SET PROBLEM A: Extract every line of the listing below that contains the word "nose".

PAGE TEXT:

★ ★ ★ ★ ★

Casey Anthony (center) on trial for the murder of her daughter.

It's 1:15 pm. In a tense courtroom in Orange County, Florida, Judge Belvin Perry very calmly reviews the verdict handed down by a jury. It is the case of Casey Anthony; a young woman charged with murdering her daughter. The judge dispassionately passes the verdict on to his clerk with a stern command to read it aloud. Shockingly, the verdict is that she is not guilty. How is this possible? Is this a failure of the justice system? No it is not, and I will tell you why:


Millions are outraged at the outcome. Everyone was sure she was guilty, but their outrage is misplaced. That is the nature of justice. If the simple minds caught up in the tense courtroom drama had any idea what justice really is, then Batman would've been a real person by now.

Why did Casey Anthony go free? Simply because there wasn't enough evidence to prosecute her. Despite the fact that we all feel deep within ourselves that she really deserves to die, we must concede that what we feel on the inside is not just. That's vengeance — an emotional response. If the tables were turned on us and we didn't commit the crime, we too would be hopeful for such impartiality in the evaluation of the evidence. Our acquittal would be joyous.

...even if it outrages the masses.

Let's assume that despite the lack of evidence to the contrary that Casey Anthony really didn't commit the crime. What if she was being falsely accused? What if it was just circumstantial suspicion? How would you feel afterwards about adjudicating this young woman for a crime she didn't commit? How would you feel about sanctioning the execution of this young woman?

Our reaction to a crime is a cumulation of mob physics. Emotions run high and our empathetic instinct kicks in. We automatically side with the victim, regardless of our ignorance of the real perpetrator. This is how innocent people are convicted. It is why the nearest black man is always rounded up in a liquor store robbery or why a snobbish old white man is the presumed rapist of a helpless hotel maid. It happens all the time. This is where justice finally comes in.

What is Justice?

You can consult the dictionary if you want. Have a gander at the Wikipedia entry if you are so compelled. However, I am going to wrap up all these itemized definitions into one sentence:

Justice is an ideal that is rooted in the fair administration of the people based on the regionally accepted principles of ethics.

I like this definition because it is simple, clean, concise and relatively accurate based on our cultural expectations. However, as much as I am the author of this particular expression (and while it is based on official definitions of Justice), it is also inherently flawed. Why would I call myself out on a flawed definition of Justice? Well that is quite essentially the point of this post:

Justice is an impossible goal.

★ ★ ★ ★ ★

INFORMATION SHOWN:
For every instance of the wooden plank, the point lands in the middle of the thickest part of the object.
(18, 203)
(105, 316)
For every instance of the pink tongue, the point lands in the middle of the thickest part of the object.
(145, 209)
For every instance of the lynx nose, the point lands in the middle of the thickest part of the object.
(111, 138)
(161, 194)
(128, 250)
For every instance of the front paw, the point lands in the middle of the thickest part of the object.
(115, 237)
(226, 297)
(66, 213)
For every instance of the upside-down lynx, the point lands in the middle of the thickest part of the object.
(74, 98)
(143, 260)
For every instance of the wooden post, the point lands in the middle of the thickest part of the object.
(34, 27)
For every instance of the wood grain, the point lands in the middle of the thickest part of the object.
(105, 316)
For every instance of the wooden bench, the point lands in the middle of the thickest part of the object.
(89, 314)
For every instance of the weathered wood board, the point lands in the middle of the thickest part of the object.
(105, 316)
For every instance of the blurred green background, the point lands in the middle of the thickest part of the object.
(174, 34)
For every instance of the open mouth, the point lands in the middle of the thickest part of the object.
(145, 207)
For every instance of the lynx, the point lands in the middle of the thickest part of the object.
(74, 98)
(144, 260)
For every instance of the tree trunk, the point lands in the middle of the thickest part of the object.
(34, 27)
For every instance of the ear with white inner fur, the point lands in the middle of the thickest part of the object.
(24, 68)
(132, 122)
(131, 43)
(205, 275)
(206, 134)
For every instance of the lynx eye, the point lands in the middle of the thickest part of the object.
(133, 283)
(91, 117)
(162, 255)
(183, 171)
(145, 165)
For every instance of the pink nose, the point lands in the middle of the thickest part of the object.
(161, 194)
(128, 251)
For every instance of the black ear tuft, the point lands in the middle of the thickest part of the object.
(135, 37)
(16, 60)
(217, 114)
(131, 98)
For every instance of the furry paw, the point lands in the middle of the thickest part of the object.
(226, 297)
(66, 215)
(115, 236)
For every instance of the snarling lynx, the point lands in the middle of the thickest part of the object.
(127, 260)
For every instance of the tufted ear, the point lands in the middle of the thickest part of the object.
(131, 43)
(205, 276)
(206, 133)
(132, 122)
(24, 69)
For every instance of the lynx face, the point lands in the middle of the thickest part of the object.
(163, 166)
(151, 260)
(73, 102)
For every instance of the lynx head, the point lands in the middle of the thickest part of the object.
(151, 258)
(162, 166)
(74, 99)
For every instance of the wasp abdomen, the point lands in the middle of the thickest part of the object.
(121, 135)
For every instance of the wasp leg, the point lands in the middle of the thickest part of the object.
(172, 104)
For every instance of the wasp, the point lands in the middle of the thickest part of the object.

★ ★ ★ ★ ★

SET PROBLEM B: According to the essay on the Casey Anthony verdict, why did Casey Anthony go free?

TASK SOLUTION A:
For every instance of the lynx nose, the point lands in the middle of the thickest part of the object.
For every instance of the pink nose, the point lands in the middle of the thickest part of the object.

TASK SOLUTION B: There was not enough evidence to prosecute her.